The scientific quest to decipher biology's ultimate mystery—How do cells make protein, the building blocks of life?— gained fresh impetus in 1945. It followed announcement of the discovery that a nucleic acid carries and transmits the genetic blueprint for the manufacture of protein. The question matters because how and where cells make protein determine not only why a human differs from a mouse, but also why an individual person is unlike any other on earth.

A big step toward understanding this elemental mystery came in 1965 when a team of five ARS and three Cornell University scientists determined the molecular structure of one of the RNA's, ribonucleic acid. This marked the first time that the structure of an RNA—or any ribonucleic acid—was determined. The achievement won the research team's leader, former ARS biochemist Robert W. Holley, a share of the 1968 Nobel Prize for medicine or physiology. Holley was one of three Americans, working independently, honored for "interpreting the genetic code and its function in protein synthesis."

The research team's achievement was to depict the structure of a "transfer" RNA molecule—designated tRNA— whose function is to carry activated amino acids to protein-building sites within the cell.

Entries supplied
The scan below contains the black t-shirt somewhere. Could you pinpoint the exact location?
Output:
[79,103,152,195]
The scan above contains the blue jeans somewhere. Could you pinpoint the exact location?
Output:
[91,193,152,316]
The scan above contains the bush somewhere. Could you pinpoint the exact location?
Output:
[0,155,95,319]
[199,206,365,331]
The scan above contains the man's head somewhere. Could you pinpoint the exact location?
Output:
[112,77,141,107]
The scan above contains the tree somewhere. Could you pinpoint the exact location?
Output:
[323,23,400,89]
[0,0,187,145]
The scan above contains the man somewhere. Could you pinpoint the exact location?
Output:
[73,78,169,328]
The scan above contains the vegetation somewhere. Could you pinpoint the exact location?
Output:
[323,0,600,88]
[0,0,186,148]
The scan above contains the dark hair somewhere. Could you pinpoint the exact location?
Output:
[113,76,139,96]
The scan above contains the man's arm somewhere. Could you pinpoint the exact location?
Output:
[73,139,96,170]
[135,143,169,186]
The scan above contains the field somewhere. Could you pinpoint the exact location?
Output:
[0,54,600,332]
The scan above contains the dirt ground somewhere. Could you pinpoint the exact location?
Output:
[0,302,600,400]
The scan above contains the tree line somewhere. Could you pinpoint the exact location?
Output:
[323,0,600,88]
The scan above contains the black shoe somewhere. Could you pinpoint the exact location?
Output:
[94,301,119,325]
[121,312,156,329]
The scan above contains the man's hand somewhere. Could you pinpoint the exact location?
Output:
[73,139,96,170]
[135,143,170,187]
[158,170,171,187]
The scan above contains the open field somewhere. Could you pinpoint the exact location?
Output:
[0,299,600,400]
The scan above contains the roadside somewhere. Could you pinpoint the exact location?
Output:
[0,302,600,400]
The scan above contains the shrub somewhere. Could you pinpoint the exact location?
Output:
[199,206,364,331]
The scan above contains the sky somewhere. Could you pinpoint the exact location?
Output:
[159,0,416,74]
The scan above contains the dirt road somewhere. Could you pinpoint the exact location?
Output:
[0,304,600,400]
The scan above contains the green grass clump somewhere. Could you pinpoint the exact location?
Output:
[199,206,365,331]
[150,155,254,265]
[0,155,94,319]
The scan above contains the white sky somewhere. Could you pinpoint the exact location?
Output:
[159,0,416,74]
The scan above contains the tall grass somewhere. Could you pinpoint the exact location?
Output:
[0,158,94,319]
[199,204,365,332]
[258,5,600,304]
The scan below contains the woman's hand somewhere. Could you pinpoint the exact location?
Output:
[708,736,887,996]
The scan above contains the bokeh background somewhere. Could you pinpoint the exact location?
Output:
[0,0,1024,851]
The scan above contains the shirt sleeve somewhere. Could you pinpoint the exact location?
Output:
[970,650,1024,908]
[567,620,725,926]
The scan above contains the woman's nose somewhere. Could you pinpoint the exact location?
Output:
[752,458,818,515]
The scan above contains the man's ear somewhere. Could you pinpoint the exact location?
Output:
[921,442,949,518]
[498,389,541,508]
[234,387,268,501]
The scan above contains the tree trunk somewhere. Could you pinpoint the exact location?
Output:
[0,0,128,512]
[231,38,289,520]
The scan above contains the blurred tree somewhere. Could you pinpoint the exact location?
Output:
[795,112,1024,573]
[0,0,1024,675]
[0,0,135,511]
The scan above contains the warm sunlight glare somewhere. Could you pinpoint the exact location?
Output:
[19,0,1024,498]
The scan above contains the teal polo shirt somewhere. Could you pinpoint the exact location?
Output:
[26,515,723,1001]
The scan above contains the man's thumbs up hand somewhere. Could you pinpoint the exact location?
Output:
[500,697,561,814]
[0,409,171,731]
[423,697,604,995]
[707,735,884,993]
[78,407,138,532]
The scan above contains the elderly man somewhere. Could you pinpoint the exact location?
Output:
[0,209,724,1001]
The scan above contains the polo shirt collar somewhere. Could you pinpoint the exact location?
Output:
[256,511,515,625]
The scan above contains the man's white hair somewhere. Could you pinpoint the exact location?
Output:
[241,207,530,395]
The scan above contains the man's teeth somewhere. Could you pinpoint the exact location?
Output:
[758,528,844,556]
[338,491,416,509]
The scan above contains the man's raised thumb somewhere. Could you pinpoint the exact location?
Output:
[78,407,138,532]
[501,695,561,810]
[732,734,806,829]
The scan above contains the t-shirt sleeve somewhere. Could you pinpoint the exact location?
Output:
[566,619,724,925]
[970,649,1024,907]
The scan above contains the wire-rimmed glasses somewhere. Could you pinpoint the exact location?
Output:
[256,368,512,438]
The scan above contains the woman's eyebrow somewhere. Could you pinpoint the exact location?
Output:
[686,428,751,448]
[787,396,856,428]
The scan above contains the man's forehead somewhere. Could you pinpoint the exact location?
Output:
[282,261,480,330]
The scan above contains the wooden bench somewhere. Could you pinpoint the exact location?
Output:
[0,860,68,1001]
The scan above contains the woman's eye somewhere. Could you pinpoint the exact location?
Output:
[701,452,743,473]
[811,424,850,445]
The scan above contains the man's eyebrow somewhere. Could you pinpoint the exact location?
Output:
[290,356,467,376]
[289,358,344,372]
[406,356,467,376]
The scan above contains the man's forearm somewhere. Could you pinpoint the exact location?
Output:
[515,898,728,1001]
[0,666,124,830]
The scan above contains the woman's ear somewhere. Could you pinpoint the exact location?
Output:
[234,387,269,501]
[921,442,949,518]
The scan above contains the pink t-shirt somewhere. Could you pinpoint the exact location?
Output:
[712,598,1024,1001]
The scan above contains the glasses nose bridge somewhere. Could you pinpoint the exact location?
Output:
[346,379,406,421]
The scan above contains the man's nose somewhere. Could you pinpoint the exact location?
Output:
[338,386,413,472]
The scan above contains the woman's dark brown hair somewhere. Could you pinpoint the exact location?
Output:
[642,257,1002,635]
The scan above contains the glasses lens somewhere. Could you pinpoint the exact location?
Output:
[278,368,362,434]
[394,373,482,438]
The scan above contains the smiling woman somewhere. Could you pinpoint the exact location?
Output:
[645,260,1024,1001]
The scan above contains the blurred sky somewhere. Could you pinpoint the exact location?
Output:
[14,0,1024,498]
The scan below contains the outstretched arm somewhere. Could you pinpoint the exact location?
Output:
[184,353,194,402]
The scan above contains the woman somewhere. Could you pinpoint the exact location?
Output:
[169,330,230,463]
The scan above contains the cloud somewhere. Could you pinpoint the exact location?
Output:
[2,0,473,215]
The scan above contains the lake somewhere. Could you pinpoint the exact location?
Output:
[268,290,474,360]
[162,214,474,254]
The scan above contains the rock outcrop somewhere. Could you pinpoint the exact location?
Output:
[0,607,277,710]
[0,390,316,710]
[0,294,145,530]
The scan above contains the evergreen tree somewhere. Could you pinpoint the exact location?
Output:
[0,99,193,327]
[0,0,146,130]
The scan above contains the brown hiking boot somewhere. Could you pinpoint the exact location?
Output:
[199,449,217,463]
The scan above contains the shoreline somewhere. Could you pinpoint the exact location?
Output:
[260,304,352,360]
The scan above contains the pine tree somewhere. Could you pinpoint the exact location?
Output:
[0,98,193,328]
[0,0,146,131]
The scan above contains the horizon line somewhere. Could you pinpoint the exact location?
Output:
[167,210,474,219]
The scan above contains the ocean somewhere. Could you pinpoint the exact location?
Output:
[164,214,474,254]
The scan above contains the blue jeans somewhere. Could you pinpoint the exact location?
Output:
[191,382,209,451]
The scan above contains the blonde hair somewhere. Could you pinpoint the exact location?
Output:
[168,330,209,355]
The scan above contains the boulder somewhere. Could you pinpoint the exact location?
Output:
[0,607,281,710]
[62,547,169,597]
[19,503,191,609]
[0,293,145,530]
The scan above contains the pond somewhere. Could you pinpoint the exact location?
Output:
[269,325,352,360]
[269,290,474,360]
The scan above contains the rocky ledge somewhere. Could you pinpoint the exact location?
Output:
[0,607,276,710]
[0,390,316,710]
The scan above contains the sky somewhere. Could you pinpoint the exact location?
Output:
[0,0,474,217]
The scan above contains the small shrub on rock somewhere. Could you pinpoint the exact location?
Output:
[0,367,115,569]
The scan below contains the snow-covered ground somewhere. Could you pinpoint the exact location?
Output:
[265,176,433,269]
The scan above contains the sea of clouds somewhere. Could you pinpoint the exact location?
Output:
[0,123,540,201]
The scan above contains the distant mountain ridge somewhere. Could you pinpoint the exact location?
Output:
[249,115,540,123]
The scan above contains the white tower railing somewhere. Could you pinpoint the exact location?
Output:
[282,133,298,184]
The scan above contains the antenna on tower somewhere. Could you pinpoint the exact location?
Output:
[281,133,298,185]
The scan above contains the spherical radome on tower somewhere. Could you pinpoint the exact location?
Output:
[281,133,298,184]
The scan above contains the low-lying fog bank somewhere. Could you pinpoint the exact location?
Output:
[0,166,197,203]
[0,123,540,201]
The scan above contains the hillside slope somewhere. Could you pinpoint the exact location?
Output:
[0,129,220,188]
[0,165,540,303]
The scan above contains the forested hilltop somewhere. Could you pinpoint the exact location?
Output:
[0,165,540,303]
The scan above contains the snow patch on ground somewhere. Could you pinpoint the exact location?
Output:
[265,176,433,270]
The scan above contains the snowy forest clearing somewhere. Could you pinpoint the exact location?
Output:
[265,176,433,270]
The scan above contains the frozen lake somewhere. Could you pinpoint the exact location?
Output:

Work instructions
1 > List every year mentioned in the passage on how cells make protein.
2 > Rewrite the passage on how cells make protein from "A big step toward" up to and including "within the cell.", putting "scientist" in place of "biochemist".

Answer set
1 > 1945, 1965, 1968

2 >
A big step toward understanding this elemental mystery came in 1965 when a team of five ARS and three Cornell University scientists determined the molecular structure of one of the RNA's, ribonucleic acid. This marked the first time that the structure of an RNA—or any ribonucleic acid—was determined. The achievement won the research team's leader, former ARS scientist Robert W. Holley, a share of the 1968 Nobel Prize for medicine or physiology. Holley was one of three Americans, working independently, honored for "interpreting the genetic code and its function in protein synthesis."

The research team's achievement was to depict the structure of a "transfer" RNA molecule—designated tRNA— whose function is to carry activated amino acids to protein-building sites within the cell.